Skip to content

Nilus Configurations

CDC Service Config

For Change Data Capture, Nilus is orchestrated via the Service resource. The example below demonstrates a service configured to monitor a MongoDB collection and capture change events in the DataOS Lakehouse.


Example CDC Manifest Configuration

name: ${{service-name}}                                    # Service identifier
version: v1                                                # Version of the service
type: service                                              # Defines the resource type
tags:                                                      # Classification tags
  - ${{tag}}
  - ${{tag}}
description: Nilus CDC Service for MongoDB description     # Description of the service
workspace: public                                          # Workspace where the service is deployed

service:                                                   # Service specification block
  servicePort: 9010                                        # Service port
  replicas: 1                                              # Number of replicas
  logLevel: INFO                                           # Logging level
  compute: ${{query-default}}                              # Compute type
  resources:                                               # Resource requests (optional but recommended)

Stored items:
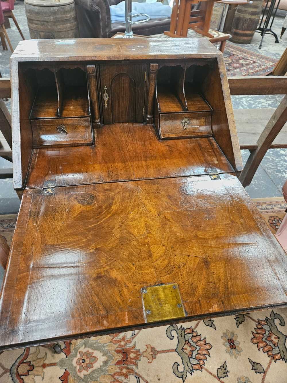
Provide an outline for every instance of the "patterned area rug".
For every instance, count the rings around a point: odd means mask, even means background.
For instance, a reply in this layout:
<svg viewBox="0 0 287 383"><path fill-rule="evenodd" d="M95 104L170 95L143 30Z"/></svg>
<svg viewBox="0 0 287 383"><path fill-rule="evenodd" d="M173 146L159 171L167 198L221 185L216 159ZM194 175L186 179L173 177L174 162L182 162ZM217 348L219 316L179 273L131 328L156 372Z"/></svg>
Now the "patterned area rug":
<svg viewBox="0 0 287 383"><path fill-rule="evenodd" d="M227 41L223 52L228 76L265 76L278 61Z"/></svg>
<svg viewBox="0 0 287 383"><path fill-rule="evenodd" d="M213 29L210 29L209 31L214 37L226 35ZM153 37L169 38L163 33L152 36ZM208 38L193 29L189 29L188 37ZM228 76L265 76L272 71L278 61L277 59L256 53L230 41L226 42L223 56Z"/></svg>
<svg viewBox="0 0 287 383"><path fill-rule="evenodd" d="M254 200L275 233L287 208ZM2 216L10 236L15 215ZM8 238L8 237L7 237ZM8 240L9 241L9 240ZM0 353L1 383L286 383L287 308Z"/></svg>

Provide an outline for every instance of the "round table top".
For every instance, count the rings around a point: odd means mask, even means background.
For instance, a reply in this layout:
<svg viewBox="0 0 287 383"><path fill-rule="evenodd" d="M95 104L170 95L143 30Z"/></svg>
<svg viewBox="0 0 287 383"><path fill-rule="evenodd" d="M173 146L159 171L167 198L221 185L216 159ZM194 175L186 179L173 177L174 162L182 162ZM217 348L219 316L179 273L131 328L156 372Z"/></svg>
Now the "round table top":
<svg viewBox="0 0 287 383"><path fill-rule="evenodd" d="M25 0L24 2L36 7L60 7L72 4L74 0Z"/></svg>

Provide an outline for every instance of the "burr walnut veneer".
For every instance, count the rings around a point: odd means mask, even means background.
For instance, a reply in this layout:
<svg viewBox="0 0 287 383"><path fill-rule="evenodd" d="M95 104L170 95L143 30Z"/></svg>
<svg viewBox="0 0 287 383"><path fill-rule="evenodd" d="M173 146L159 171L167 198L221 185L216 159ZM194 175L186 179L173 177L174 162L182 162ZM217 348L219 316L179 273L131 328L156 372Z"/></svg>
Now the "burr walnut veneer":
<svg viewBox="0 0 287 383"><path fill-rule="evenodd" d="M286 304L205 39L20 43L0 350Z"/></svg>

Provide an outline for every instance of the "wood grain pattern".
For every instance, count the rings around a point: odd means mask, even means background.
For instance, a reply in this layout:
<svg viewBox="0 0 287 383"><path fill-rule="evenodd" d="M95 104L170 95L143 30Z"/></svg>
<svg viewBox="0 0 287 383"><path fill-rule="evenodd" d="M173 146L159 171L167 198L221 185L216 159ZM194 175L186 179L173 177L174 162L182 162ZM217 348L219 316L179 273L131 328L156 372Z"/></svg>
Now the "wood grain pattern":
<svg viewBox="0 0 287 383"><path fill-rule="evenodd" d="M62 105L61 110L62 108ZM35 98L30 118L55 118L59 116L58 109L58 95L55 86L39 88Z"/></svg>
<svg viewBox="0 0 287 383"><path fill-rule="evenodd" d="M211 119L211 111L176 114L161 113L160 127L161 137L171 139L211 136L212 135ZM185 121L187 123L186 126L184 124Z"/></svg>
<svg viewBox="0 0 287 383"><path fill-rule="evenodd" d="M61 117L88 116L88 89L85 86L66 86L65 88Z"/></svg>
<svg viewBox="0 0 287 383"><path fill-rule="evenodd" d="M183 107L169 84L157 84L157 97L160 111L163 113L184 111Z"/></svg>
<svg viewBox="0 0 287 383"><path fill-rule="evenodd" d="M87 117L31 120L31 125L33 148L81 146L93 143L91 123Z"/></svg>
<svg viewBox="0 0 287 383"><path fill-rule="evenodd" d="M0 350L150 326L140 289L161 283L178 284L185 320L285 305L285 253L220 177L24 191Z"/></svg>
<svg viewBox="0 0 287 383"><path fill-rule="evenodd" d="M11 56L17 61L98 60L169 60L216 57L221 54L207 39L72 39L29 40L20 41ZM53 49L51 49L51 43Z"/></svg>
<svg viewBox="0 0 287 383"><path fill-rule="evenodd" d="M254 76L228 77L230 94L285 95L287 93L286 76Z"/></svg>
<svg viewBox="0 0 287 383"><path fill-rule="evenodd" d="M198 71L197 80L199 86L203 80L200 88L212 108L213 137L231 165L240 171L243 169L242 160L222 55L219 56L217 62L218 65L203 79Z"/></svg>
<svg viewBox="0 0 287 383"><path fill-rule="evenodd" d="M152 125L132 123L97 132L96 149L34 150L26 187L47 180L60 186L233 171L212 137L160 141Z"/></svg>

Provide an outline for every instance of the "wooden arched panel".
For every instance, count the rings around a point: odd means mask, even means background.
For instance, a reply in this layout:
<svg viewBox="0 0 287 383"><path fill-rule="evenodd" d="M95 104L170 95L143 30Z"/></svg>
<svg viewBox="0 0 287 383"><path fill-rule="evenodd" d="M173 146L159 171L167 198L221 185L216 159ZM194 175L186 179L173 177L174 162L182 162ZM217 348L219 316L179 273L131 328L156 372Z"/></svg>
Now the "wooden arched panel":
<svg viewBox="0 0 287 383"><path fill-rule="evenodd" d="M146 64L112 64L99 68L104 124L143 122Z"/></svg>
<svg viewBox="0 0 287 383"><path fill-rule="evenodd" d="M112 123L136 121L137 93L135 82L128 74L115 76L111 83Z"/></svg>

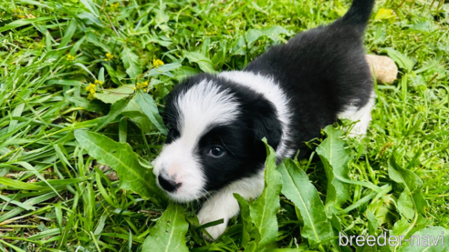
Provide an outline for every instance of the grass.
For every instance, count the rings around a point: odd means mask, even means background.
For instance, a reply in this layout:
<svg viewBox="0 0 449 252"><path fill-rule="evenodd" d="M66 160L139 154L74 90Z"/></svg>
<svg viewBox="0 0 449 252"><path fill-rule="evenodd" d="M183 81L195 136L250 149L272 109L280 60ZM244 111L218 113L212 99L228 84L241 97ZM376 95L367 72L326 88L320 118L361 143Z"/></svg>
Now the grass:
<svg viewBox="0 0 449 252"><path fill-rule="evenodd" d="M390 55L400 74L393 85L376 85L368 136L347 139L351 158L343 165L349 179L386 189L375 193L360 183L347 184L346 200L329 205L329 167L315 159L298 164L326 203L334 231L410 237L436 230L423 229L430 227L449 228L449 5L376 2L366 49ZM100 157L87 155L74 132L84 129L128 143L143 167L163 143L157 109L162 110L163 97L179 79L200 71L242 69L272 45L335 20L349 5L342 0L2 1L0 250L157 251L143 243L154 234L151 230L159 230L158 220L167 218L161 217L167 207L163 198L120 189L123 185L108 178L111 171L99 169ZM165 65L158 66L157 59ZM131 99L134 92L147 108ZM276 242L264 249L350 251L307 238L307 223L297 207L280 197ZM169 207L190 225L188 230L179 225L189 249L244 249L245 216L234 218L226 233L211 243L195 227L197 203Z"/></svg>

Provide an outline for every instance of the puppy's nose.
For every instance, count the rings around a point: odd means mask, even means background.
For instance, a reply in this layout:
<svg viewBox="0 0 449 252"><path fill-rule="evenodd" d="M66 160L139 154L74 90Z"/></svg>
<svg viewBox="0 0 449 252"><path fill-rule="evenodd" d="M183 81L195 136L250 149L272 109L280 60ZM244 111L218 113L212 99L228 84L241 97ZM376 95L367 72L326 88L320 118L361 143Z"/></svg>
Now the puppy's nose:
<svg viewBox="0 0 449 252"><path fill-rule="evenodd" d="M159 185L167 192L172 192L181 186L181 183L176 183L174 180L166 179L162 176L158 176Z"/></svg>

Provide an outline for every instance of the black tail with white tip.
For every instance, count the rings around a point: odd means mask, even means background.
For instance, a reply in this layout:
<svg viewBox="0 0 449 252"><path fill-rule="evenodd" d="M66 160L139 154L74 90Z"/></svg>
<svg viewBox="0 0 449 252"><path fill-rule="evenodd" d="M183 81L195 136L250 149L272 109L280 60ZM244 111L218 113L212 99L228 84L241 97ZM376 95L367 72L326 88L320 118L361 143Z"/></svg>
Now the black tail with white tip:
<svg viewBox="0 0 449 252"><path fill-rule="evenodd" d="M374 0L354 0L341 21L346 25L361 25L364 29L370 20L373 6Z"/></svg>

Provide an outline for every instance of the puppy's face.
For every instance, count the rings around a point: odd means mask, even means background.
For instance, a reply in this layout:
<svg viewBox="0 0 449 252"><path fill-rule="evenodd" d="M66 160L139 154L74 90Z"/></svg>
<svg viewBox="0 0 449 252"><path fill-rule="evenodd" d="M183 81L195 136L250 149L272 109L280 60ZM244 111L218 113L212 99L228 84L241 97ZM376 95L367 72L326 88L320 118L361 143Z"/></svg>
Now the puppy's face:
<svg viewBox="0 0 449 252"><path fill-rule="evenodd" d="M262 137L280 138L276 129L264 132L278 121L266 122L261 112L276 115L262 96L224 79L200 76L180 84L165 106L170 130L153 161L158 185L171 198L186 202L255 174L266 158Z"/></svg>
* * *
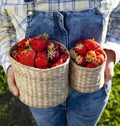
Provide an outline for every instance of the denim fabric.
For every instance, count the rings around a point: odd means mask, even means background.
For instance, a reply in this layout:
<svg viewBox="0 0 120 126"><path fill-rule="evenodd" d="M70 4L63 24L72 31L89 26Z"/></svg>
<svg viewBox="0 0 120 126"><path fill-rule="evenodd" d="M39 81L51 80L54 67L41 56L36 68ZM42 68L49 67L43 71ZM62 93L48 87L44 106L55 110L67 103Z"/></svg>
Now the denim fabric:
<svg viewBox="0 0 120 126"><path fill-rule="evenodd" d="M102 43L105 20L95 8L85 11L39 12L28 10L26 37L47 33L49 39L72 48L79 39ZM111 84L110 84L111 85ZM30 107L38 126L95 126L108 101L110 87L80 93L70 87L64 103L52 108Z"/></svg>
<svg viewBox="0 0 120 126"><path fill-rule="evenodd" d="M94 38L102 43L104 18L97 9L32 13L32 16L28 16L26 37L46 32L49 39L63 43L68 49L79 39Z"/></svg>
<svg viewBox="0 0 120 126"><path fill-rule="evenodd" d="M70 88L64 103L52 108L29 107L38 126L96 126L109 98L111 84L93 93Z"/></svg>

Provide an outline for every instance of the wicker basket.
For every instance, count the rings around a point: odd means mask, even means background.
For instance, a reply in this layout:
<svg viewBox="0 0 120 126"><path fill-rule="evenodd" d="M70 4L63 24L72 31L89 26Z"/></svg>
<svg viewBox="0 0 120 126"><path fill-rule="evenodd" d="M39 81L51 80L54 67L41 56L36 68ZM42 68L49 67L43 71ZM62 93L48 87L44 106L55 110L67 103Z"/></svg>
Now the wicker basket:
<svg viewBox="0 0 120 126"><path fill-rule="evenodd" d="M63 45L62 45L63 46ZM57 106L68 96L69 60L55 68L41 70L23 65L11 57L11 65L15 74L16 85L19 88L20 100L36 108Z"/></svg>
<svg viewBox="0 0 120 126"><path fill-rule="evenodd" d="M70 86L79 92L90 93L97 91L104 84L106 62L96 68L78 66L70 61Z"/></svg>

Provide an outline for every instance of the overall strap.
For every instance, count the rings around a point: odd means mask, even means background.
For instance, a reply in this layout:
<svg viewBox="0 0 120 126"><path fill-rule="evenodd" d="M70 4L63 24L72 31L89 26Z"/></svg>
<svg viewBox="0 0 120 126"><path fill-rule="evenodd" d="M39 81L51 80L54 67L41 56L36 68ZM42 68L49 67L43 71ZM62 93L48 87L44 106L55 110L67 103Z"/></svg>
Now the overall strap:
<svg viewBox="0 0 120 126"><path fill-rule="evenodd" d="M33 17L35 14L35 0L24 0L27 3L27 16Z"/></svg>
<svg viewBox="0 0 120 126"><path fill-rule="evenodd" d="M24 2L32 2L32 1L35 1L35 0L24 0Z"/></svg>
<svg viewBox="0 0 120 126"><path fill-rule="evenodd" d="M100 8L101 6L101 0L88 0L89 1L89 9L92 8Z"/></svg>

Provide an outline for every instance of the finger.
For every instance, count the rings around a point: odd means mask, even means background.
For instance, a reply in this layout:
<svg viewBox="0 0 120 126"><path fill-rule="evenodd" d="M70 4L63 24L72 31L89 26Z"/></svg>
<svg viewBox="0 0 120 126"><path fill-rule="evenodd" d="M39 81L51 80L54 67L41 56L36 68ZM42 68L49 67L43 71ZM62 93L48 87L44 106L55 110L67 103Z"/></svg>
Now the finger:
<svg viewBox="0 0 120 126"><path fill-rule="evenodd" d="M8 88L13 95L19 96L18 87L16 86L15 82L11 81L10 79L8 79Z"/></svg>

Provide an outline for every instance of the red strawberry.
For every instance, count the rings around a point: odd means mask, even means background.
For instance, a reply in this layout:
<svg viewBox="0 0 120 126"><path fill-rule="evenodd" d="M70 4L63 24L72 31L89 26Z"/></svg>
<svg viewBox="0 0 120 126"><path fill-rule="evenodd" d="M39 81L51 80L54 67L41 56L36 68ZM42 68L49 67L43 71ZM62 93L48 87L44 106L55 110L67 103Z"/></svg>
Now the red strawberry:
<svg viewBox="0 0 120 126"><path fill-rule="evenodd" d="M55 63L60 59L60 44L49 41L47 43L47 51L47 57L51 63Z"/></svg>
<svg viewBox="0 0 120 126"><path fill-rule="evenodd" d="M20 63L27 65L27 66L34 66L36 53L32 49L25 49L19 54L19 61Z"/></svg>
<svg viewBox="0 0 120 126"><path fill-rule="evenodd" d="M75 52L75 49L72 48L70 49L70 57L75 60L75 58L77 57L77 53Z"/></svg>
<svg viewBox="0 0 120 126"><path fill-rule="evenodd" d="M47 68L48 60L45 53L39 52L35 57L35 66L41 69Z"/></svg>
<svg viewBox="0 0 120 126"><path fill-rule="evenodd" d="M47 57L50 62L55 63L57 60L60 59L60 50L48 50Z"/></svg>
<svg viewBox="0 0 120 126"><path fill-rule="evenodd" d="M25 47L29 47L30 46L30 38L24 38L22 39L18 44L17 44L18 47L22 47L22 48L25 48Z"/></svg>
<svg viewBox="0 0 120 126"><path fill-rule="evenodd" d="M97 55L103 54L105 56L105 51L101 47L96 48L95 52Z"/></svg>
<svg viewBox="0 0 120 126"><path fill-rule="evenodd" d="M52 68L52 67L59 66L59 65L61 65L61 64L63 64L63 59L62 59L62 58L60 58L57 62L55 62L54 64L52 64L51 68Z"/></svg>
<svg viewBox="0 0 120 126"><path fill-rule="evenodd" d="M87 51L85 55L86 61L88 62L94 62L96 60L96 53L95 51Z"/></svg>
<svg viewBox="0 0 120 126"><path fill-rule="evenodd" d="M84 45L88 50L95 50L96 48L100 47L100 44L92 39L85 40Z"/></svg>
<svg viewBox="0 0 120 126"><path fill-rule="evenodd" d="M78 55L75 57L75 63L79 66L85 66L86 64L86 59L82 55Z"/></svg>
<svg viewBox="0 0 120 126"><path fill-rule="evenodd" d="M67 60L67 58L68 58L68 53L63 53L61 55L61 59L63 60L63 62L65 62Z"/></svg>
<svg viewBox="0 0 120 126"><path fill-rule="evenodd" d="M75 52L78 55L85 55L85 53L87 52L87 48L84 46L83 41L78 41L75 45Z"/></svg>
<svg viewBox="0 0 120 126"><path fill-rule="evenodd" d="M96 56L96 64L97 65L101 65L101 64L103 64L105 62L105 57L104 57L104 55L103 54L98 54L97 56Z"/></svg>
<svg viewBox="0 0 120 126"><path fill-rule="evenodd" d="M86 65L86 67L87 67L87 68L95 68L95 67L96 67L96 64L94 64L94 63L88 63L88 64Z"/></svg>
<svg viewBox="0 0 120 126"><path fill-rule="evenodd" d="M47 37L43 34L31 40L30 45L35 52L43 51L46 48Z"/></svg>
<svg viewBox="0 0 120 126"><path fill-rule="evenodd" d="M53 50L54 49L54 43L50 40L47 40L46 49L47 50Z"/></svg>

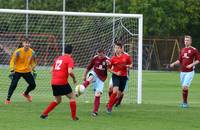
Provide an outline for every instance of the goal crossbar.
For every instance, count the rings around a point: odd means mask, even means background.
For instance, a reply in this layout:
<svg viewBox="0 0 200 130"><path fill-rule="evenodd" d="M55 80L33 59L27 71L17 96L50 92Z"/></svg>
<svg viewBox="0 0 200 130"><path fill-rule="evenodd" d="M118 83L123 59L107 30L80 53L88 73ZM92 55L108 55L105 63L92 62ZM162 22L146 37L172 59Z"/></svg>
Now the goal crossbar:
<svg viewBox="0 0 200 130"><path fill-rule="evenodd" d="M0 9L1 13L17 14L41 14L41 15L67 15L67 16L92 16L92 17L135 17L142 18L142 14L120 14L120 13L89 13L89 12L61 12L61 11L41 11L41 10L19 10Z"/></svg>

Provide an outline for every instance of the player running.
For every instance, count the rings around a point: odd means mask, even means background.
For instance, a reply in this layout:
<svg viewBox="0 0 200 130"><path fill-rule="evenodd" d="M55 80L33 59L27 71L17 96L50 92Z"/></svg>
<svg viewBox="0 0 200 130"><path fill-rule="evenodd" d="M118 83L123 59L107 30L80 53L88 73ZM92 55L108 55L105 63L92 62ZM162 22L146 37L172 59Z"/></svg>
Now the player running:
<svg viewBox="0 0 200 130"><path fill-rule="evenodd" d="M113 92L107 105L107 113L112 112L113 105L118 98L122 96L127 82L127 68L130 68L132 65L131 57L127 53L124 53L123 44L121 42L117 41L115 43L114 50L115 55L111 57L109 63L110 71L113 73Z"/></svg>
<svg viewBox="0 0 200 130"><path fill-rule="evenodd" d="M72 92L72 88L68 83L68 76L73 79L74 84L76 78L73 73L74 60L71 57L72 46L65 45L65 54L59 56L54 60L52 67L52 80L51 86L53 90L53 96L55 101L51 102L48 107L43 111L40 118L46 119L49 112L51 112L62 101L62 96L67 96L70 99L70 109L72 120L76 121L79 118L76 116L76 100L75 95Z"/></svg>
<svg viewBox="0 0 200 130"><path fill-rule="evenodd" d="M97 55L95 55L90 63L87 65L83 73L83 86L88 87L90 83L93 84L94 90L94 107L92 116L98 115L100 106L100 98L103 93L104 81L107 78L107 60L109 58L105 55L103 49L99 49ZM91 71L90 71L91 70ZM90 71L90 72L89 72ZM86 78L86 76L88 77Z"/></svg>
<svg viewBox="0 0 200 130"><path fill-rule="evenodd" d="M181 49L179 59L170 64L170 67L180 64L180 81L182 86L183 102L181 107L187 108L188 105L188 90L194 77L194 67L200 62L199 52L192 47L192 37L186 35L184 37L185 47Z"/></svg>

EXERCISE TASKS:
(1) List every key nested directly under the service block in the example manifest on the Nilus CDC configuration page.
(2) Which workspace is the service deployed in, according to the example manifest on the Nilus CDC configuration page?

ANSWER LIST:
(1) servicePort, replicas, logLevel, compute, resources

(2) public